Extracted material:
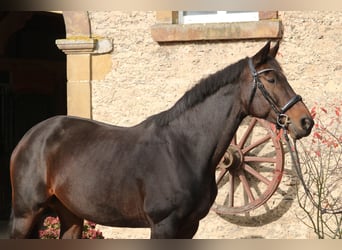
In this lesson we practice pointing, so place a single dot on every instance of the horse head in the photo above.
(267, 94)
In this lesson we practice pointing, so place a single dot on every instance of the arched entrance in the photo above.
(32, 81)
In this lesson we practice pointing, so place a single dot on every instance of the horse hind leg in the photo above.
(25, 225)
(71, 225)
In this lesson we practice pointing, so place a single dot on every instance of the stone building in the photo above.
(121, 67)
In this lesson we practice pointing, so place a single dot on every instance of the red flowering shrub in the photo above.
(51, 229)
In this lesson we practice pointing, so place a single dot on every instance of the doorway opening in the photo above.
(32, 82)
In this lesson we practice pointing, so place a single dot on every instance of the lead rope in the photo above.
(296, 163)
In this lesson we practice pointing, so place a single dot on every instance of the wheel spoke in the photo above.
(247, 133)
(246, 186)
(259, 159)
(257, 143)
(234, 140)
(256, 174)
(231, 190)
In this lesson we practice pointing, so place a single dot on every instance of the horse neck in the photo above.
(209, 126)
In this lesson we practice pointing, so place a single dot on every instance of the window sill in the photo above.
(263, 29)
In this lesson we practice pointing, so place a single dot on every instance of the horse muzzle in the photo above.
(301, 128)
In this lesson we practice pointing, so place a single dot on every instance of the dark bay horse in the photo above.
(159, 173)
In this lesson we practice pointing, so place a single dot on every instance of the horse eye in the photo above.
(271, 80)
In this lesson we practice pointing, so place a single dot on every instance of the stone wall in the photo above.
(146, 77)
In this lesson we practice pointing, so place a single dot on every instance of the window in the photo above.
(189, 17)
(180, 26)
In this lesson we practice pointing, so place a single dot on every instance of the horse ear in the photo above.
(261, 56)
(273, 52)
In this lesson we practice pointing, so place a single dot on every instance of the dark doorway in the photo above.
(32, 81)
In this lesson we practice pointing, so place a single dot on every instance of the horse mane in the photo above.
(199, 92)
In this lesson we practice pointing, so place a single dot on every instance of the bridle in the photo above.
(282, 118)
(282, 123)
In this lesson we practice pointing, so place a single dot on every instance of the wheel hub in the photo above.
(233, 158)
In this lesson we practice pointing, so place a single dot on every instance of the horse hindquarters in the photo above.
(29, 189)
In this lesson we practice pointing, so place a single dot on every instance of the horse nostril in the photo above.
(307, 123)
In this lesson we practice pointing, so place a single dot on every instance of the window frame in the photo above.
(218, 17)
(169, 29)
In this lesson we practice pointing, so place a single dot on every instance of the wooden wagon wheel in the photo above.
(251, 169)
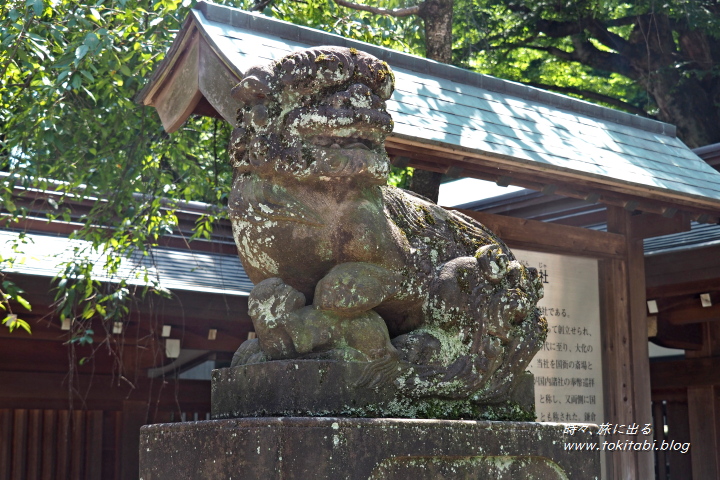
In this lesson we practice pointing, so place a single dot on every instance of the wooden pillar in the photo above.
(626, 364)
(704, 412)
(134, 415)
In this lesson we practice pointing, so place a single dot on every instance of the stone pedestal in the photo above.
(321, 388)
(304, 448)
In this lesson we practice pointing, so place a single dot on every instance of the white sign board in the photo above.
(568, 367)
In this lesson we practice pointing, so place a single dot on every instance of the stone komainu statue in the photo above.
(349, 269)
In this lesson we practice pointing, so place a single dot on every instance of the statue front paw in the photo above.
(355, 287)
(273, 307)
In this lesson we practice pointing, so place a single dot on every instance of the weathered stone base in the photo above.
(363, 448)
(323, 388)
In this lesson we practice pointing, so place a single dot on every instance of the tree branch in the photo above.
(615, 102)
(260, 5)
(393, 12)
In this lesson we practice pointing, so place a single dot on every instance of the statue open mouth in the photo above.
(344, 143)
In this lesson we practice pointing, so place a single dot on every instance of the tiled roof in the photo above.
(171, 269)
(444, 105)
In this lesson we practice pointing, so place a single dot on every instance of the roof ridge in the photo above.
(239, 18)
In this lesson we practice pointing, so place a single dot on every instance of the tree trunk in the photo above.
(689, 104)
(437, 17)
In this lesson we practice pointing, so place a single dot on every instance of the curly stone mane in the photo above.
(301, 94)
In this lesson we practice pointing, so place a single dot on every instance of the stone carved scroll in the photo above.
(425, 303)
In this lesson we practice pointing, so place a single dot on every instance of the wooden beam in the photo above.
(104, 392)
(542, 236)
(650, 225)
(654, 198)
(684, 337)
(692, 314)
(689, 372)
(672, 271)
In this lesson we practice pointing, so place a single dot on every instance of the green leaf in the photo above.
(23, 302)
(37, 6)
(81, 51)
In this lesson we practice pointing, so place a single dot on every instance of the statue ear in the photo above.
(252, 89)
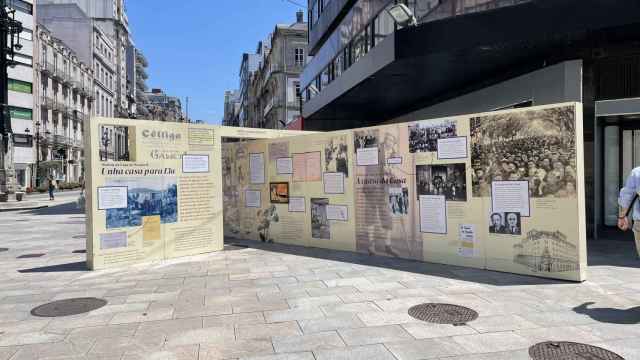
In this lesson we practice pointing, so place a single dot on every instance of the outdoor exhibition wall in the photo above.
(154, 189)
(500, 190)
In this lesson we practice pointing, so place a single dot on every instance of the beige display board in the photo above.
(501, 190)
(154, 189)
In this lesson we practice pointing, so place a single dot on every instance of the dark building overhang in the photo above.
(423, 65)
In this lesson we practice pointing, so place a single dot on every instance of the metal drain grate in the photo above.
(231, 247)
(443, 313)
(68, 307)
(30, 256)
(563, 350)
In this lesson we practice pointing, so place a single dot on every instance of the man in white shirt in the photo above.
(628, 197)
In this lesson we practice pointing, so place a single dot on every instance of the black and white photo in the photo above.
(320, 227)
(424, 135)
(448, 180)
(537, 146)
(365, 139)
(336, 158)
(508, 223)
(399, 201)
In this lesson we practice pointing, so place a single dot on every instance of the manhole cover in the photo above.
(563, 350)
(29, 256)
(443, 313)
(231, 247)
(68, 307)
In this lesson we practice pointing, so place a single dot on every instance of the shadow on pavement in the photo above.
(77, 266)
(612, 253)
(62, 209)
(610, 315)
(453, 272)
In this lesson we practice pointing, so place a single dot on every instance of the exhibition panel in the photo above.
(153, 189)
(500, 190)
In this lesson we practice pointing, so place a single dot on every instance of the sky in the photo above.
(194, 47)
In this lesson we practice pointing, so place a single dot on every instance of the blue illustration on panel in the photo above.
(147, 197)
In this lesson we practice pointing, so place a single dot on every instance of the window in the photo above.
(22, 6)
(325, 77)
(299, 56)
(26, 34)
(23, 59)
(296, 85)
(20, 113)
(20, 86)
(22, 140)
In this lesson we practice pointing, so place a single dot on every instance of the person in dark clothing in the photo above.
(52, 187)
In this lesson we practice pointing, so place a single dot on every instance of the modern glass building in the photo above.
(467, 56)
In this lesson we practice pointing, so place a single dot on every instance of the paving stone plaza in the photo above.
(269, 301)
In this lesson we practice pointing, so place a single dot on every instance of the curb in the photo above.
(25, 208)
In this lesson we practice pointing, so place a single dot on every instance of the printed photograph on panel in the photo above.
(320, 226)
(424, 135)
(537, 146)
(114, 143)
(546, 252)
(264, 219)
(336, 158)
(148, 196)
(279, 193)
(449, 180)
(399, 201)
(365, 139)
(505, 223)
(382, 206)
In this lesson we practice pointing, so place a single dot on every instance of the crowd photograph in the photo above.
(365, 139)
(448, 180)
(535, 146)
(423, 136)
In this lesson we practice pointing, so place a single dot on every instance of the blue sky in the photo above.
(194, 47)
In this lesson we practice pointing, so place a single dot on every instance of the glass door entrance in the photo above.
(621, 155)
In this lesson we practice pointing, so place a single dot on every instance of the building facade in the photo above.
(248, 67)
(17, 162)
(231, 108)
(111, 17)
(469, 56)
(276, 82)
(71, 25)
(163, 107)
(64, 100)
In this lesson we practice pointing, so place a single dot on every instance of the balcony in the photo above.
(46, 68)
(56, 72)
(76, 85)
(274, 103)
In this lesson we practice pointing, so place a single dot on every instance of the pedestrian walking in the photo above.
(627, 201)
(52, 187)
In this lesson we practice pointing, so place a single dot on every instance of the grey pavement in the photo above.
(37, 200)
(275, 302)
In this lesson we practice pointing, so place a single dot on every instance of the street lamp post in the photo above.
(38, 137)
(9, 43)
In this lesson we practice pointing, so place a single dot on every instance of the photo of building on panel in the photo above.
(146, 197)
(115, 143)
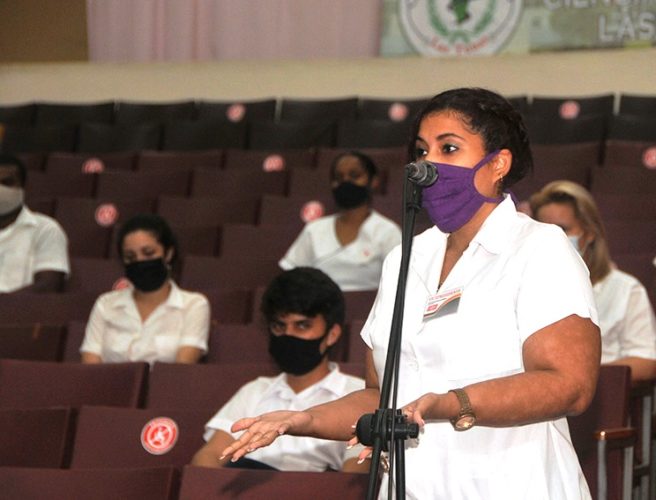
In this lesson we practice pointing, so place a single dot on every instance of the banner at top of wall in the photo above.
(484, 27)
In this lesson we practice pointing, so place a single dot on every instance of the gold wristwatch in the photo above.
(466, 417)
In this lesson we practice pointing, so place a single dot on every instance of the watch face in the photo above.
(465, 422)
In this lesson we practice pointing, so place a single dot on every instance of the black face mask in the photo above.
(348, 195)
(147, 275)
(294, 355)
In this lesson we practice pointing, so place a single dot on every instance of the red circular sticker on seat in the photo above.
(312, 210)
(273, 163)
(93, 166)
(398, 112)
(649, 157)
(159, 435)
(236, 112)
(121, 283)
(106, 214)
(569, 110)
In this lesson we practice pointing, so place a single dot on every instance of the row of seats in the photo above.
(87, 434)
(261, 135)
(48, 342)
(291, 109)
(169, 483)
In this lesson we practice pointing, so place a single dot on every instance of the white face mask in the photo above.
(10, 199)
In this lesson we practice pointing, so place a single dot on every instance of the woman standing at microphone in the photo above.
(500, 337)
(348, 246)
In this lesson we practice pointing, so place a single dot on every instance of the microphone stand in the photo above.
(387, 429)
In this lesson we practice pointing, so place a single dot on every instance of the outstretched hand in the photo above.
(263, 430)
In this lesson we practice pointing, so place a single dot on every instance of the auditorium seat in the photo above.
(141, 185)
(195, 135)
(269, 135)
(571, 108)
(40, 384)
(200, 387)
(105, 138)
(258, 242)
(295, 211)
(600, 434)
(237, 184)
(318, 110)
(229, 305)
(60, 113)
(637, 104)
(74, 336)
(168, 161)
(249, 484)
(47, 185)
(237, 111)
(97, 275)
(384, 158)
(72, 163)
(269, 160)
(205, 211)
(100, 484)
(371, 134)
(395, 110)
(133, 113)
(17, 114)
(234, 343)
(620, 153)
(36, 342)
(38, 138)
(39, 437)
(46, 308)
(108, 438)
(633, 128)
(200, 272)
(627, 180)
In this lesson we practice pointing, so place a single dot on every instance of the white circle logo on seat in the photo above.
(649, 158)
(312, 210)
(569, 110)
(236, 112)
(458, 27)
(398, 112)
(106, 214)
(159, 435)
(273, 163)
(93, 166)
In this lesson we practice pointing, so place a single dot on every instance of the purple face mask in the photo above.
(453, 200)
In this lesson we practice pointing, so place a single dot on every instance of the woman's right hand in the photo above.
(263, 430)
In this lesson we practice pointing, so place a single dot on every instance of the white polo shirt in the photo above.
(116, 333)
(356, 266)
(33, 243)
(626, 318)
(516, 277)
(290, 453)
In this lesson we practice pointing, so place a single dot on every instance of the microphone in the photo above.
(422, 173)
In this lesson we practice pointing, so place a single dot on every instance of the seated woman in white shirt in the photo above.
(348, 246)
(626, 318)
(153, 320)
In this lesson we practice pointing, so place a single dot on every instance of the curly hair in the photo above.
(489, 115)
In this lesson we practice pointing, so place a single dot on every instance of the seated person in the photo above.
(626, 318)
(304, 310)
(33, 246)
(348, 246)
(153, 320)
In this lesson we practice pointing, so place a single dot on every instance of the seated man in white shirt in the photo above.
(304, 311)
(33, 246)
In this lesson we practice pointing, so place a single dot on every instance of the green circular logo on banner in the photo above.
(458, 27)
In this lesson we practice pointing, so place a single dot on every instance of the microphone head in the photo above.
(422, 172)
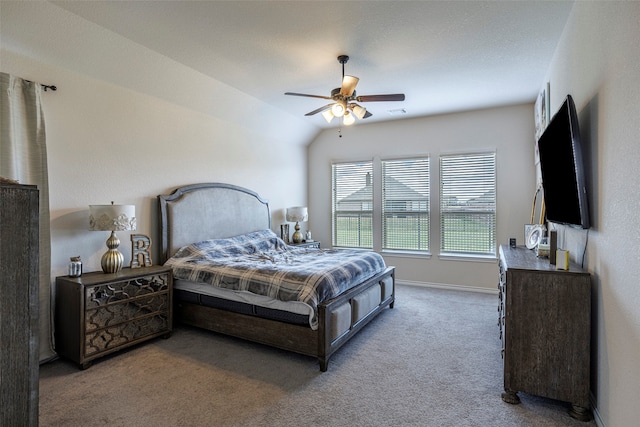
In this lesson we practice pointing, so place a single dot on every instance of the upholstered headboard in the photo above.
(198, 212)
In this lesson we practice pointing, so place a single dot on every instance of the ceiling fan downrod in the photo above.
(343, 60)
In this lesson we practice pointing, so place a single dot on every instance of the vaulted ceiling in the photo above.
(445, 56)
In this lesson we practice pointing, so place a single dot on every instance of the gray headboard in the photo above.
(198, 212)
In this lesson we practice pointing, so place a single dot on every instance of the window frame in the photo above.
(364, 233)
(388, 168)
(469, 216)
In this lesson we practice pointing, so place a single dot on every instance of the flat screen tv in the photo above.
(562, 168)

What you need to do:
Output nothing but the lines from the one containing "gray headboard in the photo above." through the last line of the data, exactly as they stand.

Solution to this task:
In this lesson we practice pointing, so place a single dot on every instance of the gray headboard in the photo above.
(198, 212)
In this lesson we practice pointing, so place a single dot on every instance of the window frame in the photo above.
(364, 233)
(388, 168)
(469, 216)
In this lesson we practice pointing, so place a single dot on every instance of the flat screen tv in the photo above.
(562, 168)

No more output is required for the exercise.